(Pointing records)
(begin)
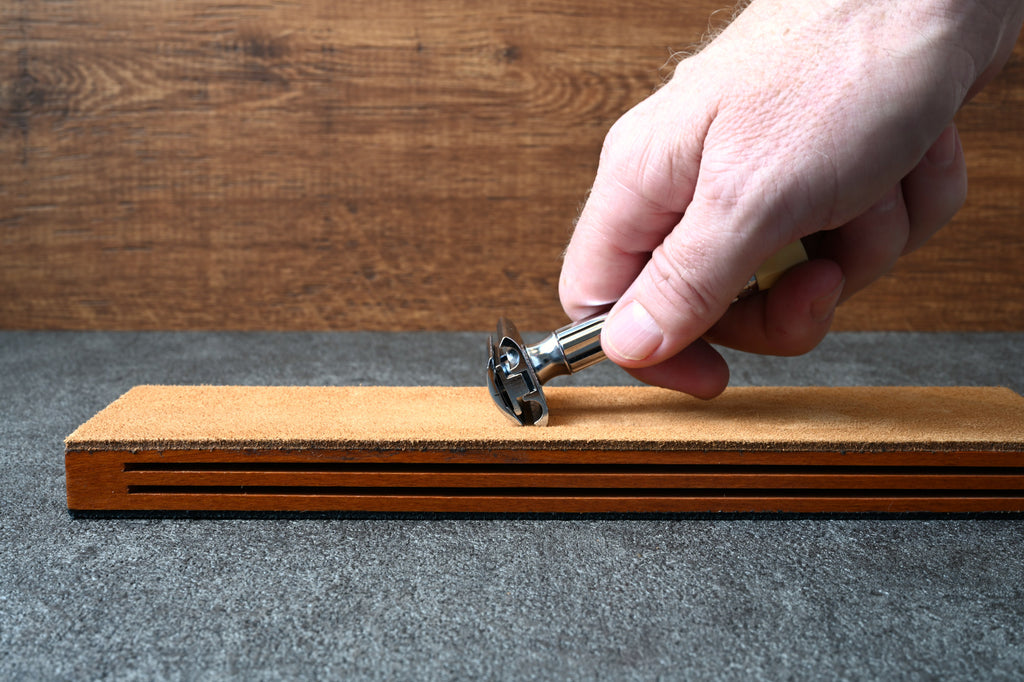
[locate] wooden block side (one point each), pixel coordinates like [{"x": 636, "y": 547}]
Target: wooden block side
[{"x": 442, "y": 481}]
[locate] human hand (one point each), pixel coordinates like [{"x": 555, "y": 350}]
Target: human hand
[{"x": 828, "y": 121}]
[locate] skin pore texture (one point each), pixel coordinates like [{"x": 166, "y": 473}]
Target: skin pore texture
[{"x": 829, "y": 121}]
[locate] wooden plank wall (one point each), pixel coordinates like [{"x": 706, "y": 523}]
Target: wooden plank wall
[{"x": 392, "y": 165}]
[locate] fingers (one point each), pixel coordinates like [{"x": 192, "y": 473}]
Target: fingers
[
  {"x": 791, "y": 318},
  {"x": 867, "y": 247},
  {"x": 687, "y": 285},
  {"x": 795, "y": 315},
  {"x": 644, "y": 182},
  {"x": 936, "y": 188},
  {"x": 697, "y": 370}
]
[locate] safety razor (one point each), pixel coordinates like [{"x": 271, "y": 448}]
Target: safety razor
[{"x": 516, "y": 372}]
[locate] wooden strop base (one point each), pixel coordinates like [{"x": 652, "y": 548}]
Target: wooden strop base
[{"x": 244, "y": 449}]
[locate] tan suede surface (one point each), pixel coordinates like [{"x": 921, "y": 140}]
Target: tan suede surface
[{"x": 640, "y": 418}]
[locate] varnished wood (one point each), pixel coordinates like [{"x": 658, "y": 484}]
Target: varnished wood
[
  {"x": 544, "y": 480},
  {"x": 609, "y": 450},
  {"x": 342, "y": 165}
]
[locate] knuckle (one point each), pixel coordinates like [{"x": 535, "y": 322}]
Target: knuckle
[{"x": 673, "y": 279}]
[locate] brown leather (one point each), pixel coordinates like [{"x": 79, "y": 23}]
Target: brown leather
[{"x": 859, "y": 419}]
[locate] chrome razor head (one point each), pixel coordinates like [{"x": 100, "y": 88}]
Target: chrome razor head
[{"x": 512, "y": 379}]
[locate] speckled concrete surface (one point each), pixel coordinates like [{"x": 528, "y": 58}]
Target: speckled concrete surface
[{"x": 471, "y": 598}]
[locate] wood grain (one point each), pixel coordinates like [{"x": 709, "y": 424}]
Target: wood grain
[
  {"x": 339, "y": 165},
  {"x": 377, "y": 449}
]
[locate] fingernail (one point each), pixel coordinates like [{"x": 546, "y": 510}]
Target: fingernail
[
  {"x": 823, "y": 307},
  {"x": 944, "y": 148},
  {"x": 632, "y": 333}
]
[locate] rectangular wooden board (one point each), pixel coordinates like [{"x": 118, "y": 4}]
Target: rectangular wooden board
[{"x": 248, "y": 449}]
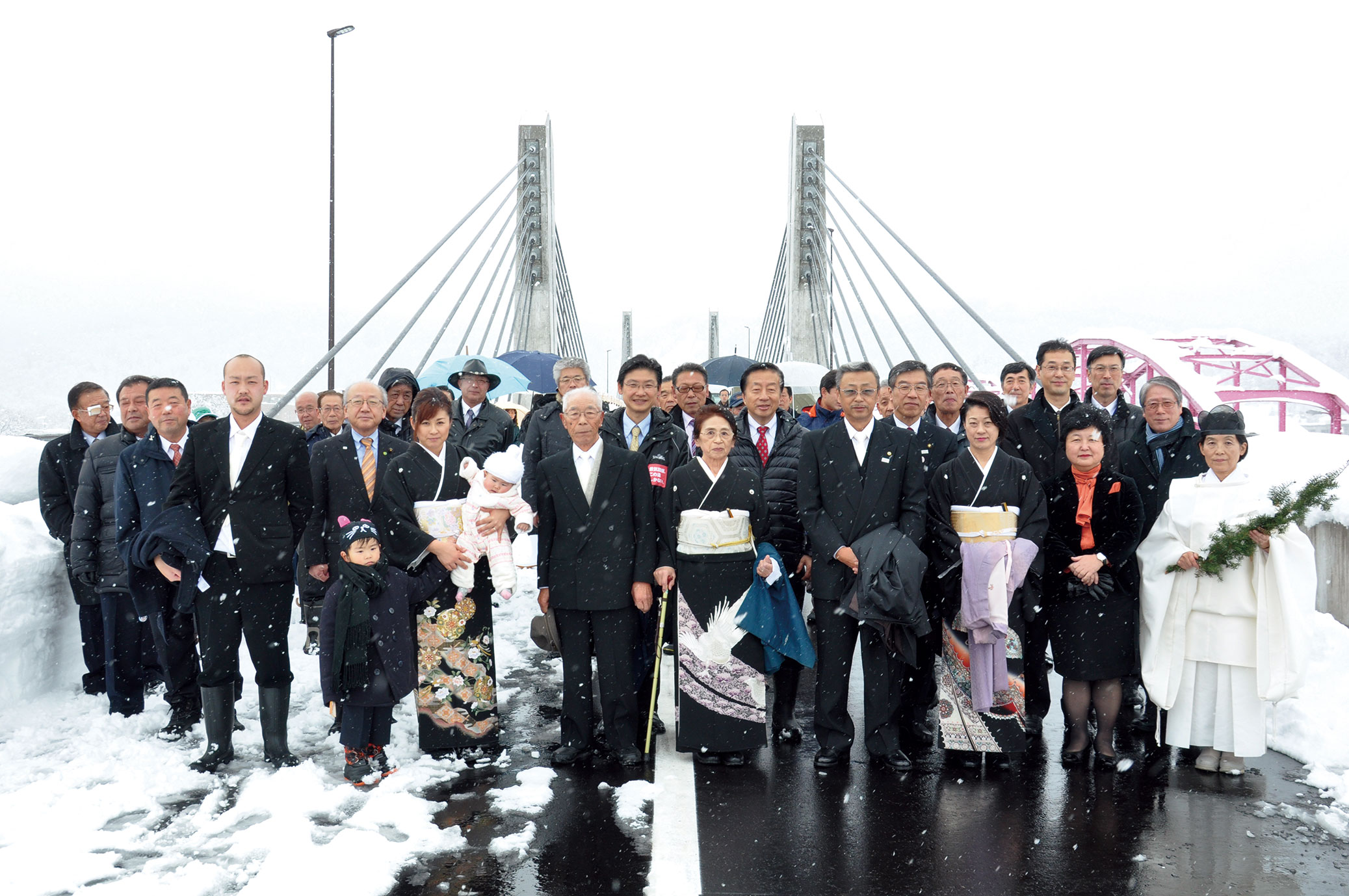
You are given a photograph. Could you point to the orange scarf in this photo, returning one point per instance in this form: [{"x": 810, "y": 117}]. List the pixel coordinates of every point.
[{"x": 1086, "y": 492}]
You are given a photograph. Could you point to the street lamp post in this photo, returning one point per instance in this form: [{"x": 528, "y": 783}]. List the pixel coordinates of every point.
[{"x": 332, "y": 199}]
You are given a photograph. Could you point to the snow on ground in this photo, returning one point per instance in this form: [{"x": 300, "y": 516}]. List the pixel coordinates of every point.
(end)
Change every "safety razor" in the material above to "double-edge razor" and keep everything else the same. Leave the pictures out of your answer.

[locate] wooden block side (one point each), pixel coordinates like [{"x": 636, "y": 547}]
Target: wooden block side
[{"x": 442, "y": 481}]
[locate] human hand (one point each), pixel coordinates like [{"x": 555, "y": 350}]
Target: human hand
[{"x": 828, "y": 121}]
[locate] skin pore texture (one point each), pixel coordinates like [{"x": 166, "y": 473}]
Target: skin pore texture
[{"x": 829, "y": 121}]
[locate] wooden plank wall (one point each), pixel coordinates like [{"x": 706, "y": 523}]
Target: wooden plank wall
[{"x": 392, "y": 165}]
[locate] fingers (one point each), pixel coordinates like [{"x": 192, "y": 473}]
Target: fingers
[
  {"x": 791, "y": 318},
  {"x": 867, "y": 247},
  {"x": 687, "y": 285},
  {"x": 795, "y": 315},
  {"x": 644, "y": 182},
  {"x": 936, "y": 188},
  {"x": 697, "y": 370}
]
[locate] double-edge razor (one point each), pixel coordinates like [{"x": 271, "y": 448}]
Target: double-edge razor
[{"x": 516, "y": 372}]
[locate] wooden strop base (one point each), pixel coordinates like [{"x": 652, "y": 548}]
Target: wooden strop base
[{"x": 244, "y": 449}]
[locate] tan suede surface (one point each), pixel coordinates like [{"x": 921, "y": 140}]
Target: tan suede surface
[{"x": 640, "y": 418}]
[locate] varnished wood (one point each), pixel coordinates like [{"x": 658, "y": 484}]
Target: varnished wood
[
  {"x": 544, "y": 480},
  {"x": 609, "y": 450},
  {"x": 342, "y": 165}
]
[locate] knuckle (one point each), pixel coordinates like [{"x": 535, "y": 322}]
Target: knuckle
[{"x": 673, "y": 279}]
[locate] brown leather (one point each), pixel coordinates like [{"x": 79, "y": 23}]
Target: brown leather
[{"x": 859, "y": 419}]
[locate] chrome razor head (one point each), pixel coordinates like [{"x": 100, "y": 88}]
Target: chrome razor head
[{"x": 512, "y": 379}]
[locate] speckled concrete surface (one point each), pixel coordinates like [{"x": 528, "y": 58}]
Target: speckled concrete surface
[{"x": 471, "y": 598}]
[locate] wood grain (one point each), pixel coordinates like [{"x": 709, "y": 424}]
Target: wood grain
[
  {"x": 339, "y": 165},
  {"x": 377, "y": 449}
]
[locate] fingernail (one point each), pixel coordinates like [{"x": 546, "y": 510}]
Target: fingernail
[
  {"x": 823, "y": 307},
  {"x": 944, "y": 148},
  {"x": 632, "y": 333}
]
[locate] rectangular wooden board (one point each), pixel coordinates like [{"x": 118, "y": 4}]
Target: rectangular wooden board
[{"x": 248, "y": 449}]
You are given a photograph. Could you point to the orange scarf in this photo, returning one point per instance in this form: [{"x": 810, "y": 117}]. List the pixel coordinates of every point.
[{"x": 1086, "y": 492}]
You are given a photograph. Could you point to the street lamp post in this photo, returning one point per instance in this form: [{"x": 528, "y": 783}]. List the pixel coordinates of every point.
[{"x": 332, "y": 199}]
You are given a photograph. Could you point to the snow on ground in this photo, returning one point per instance in this form: [{"x": 300, "y": 516}]. List the pixel coordinates of every point.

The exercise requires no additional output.